From there, we get to the section on Celebration, and in North Korea what else is there to celebrate aside from the Supreme Leader?

Just a few slots down from “happy birthday” (seniru chukkahamunida), we learn the important phrase, “I humbly pray for the longevity of our great leader and comrade Kim Jong-il.” (widehan ryondoja kimu-joniru donjiwi mansumuganuru samuga chugonhamunida).

Oh… wait a minute.

It’s really important to note that this book was originally written in 1995, and it would seem that an updated edition hadn’t been made at the time to reflect our great leader and comrade’s passing in 2011. So, it might be wise to avoid that last one, since it might be taken the wrong way. Perhaps you can play it safe and just swap “il” with “un” instead.

It’s useful to know local expressions too, so you don’t end up sounding like a stiff. For example, you don’t want to just say “that was fast” like some poindexter. Instead you should say “that was faster than a monkey-driven rocket car” and the North Korean equivalent of that would be “that is really the speed of Chollima” (chonmaru chonrimasoku toimunida).

Data for analysis ▸
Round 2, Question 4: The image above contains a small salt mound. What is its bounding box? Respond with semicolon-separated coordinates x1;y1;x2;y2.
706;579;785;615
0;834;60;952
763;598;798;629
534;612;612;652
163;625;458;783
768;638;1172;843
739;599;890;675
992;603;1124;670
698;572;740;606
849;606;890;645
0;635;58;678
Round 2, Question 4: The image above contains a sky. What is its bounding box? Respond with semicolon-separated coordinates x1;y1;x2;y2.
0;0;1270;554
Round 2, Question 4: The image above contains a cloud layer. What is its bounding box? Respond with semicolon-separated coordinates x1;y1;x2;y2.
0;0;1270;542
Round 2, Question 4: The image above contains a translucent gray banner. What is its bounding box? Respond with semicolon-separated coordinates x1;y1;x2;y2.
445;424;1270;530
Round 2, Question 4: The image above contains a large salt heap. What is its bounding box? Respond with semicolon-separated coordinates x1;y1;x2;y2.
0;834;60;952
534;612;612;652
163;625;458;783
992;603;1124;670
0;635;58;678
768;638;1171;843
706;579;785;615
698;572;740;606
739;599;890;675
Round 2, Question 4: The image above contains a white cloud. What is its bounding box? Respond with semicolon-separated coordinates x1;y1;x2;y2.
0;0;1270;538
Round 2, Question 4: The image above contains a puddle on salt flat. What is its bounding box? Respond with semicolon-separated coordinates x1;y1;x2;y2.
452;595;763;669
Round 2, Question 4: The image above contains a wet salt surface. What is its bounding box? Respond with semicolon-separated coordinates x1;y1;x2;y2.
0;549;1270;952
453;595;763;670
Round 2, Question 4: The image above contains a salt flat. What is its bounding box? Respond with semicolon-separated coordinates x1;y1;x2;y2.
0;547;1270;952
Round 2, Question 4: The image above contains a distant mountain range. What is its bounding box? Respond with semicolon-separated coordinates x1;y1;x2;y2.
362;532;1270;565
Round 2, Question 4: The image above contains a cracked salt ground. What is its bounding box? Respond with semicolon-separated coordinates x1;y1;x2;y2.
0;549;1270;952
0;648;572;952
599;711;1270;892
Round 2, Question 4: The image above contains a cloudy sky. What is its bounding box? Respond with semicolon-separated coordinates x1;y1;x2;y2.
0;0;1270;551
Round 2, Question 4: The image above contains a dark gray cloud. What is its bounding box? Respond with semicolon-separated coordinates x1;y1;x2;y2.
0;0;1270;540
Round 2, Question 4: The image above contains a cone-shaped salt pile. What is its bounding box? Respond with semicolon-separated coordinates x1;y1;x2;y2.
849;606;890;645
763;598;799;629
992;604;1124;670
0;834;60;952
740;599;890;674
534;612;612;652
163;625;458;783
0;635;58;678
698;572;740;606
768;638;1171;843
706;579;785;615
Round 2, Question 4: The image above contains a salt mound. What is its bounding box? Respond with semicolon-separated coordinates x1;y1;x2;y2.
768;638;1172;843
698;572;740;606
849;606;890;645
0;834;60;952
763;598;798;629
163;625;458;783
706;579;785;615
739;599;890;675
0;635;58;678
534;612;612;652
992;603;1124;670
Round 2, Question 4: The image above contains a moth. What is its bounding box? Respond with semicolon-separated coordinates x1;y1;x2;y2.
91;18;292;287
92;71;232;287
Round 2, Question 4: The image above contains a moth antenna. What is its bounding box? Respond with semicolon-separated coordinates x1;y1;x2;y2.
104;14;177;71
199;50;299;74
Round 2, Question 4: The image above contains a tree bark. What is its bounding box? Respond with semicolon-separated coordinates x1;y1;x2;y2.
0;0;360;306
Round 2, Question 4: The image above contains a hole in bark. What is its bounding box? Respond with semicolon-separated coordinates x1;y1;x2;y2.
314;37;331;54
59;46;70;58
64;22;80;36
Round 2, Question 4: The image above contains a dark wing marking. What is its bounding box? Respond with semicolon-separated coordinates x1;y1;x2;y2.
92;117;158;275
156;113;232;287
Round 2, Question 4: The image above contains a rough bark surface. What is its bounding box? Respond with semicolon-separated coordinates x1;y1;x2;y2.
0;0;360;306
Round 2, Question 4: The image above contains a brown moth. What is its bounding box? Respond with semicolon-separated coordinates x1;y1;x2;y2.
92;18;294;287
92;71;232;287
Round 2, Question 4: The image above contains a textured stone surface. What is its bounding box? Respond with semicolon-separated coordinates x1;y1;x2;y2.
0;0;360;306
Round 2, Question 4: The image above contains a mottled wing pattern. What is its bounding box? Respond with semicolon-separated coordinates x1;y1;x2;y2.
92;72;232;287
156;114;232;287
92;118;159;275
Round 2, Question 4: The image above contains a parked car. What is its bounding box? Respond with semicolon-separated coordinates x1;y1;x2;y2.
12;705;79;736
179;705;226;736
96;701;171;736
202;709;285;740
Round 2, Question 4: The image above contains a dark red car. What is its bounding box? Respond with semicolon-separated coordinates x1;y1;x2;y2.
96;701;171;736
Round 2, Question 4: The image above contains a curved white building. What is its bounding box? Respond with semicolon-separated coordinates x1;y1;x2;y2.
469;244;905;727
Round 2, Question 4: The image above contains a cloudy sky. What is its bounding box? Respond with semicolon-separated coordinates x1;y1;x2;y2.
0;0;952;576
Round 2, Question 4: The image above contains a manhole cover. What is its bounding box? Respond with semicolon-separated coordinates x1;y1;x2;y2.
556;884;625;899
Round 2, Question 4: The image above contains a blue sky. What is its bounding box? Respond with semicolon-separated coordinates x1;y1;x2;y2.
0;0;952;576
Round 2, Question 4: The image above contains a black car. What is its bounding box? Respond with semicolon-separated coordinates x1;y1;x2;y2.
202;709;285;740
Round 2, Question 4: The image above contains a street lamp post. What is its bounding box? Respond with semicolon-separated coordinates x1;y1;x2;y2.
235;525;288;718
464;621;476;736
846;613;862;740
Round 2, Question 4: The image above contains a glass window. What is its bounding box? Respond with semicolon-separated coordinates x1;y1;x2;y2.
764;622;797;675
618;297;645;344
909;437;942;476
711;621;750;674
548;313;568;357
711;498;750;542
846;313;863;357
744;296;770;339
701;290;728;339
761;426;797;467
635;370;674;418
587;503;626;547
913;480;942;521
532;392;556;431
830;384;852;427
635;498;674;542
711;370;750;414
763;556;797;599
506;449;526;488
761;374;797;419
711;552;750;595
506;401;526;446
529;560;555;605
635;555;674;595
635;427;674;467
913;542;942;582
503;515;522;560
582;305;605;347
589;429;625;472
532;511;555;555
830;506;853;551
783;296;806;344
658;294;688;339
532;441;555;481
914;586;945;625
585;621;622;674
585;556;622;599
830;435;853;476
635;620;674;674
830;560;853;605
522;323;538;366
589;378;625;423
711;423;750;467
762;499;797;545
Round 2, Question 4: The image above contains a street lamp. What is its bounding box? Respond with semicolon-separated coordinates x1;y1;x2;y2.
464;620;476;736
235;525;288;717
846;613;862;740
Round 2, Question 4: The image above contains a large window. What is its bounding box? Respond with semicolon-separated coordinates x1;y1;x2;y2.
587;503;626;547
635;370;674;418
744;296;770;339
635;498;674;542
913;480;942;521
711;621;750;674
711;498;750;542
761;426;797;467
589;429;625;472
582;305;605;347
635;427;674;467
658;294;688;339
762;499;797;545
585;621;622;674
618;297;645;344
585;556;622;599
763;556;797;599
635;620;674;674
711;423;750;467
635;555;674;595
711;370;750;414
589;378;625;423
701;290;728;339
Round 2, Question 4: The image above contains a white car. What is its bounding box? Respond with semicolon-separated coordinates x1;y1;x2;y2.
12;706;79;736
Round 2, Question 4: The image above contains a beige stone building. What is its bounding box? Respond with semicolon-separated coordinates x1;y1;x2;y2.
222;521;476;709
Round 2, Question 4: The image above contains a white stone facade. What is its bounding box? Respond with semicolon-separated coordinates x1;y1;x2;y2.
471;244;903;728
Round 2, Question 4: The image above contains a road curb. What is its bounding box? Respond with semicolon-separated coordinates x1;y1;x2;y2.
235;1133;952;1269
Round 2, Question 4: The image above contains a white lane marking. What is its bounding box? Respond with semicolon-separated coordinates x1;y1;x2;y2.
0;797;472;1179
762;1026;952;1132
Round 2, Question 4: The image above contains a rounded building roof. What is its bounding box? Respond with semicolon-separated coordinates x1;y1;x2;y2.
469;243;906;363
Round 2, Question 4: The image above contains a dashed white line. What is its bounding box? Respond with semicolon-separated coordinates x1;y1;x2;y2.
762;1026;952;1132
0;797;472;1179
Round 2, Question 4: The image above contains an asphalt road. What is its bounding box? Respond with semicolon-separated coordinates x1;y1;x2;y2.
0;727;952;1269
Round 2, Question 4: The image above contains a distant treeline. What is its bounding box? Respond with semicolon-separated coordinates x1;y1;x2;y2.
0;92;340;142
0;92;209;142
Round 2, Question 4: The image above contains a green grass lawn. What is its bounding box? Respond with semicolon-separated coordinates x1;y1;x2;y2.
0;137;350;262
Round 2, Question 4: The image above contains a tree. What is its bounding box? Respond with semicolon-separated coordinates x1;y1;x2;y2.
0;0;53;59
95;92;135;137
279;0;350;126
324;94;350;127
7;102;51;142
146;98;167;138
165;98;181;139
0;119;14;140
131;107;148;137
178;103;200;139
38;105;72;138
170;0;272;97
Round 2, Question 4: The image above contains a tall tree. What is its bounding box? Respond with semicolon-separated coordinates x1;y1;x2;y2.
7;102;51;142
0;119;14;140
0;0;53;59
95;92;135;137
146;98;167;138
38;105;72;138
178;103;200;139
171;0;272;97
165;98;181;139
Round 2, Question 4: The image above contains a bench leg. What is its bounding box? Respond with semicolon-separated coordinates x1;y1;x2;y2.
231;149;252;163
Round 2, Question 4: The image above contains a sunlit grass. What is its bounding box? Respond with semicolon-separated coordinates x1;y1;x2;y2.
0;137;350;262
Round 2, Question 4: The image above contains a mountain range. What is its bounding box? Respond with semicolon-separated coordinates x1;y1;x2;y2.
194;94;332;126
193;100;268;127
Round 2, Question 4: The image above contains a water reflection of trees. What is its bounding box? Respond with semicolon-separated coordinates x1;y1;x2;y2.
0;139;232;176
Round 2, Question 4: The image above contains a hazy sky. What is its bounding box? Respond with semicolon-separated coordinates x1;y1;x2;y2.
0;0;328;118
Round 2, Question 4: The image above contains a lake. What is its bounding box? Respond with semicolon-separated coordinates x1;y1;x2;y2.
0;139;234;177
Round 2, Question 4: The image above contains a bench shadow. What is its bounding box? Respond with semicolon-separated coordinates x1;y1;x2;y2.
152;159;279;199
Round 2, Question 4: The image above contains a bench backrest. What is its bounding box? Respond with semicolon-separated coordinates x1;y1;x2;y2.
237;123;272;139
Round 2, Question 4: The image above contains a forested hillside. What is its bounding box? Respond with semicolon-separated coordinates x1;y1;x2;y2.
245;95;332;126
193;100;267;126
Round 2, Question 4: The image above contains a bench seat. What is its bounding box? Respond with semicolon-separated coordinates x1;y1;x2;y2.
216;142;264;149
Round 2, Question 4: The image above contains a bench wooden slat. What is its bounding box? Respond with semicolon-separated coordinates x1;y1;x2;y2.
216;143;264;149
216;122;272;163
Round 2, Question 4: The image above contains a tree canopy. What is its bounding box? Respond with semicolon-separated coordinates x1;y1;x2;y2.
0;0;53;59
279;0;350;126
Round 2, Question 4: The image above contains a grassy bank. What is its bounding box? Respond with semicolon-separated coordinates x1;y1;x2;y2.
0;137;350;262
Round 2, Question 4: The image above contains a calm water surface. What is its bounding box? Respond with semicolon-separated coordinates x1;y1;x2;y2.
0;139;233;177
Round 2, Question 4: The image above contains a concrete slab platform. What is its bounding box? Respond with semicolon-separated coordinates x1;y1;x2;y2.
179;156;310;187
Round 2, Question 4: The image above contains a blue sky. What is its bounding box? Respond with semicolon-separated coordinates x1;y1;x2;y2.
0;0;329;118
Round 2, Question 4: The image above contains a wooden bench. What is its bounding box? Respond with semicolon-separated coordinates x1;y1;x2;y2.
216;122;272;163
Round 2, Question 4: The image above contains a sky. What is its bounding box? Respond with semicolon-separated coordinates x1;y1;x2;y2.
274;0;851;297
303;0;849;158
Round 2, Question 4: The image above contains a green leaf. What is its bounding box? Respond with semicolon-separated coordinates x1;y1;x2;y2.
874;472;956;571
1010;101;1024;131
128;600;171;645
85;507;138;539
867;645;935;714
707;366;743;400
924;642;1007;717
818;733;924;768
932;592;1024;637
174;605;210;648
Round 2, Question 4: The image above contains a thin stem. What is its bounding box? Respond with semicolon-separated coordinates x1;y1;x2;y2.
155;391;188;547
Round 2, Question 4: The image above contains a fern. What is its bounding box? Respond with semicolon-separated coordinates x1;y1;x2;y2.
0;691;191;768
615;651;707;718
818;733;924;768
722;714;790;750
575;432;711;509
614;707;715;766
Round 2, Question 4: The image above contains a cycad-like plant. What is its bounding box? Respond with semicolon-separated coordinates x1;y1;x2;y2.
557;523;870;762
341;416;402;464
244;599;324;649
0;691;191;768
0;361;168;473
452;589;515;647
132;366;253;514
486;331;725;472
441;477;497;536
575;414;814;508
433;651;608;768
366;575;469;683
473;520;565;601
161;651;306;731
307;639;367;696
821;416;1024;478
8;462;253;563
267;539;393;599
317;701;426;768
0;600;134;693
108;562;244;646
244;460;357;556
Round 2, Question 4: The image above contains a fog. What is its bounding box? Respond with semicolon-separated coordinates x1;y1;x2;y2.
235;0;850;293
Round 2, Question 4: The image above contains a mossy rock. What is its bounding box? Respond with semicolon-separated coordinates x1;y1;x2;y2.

Questions on the material ▸
a – Using the phrasebook passage, decide whether each statement agrees with it, answering yes or no and quoting the words that settle it: (i) The book was first written in 1995. (ii) The North Korean equivalent of "that was fast" mentions a monkey-driven rocket car. (iii) An updated edition reflecting the leader's passing in 2011 had been made.
b – In one to three sentences, explain why the phrasebook passage advises against using the phrase praying for Kim Jong-il's longevity.

Task-by-task results ▸
a –
(i) Yes: "this book was originally written in 1995"
(ii) No: "the North Korean equivalent of that would be “that is really the speed of Chollima”"
(iii) No: "it would seem that an updated edition hadn’t been made at the time to reflect our great leader and comrade’s passing in 2011"

b – The book was originally written in 1995 and apparently hadn't been updated to reflect Kim Jong-il's passing in 2011. Praying for the longevity of a leader who has died might therefore be taken the wrong way.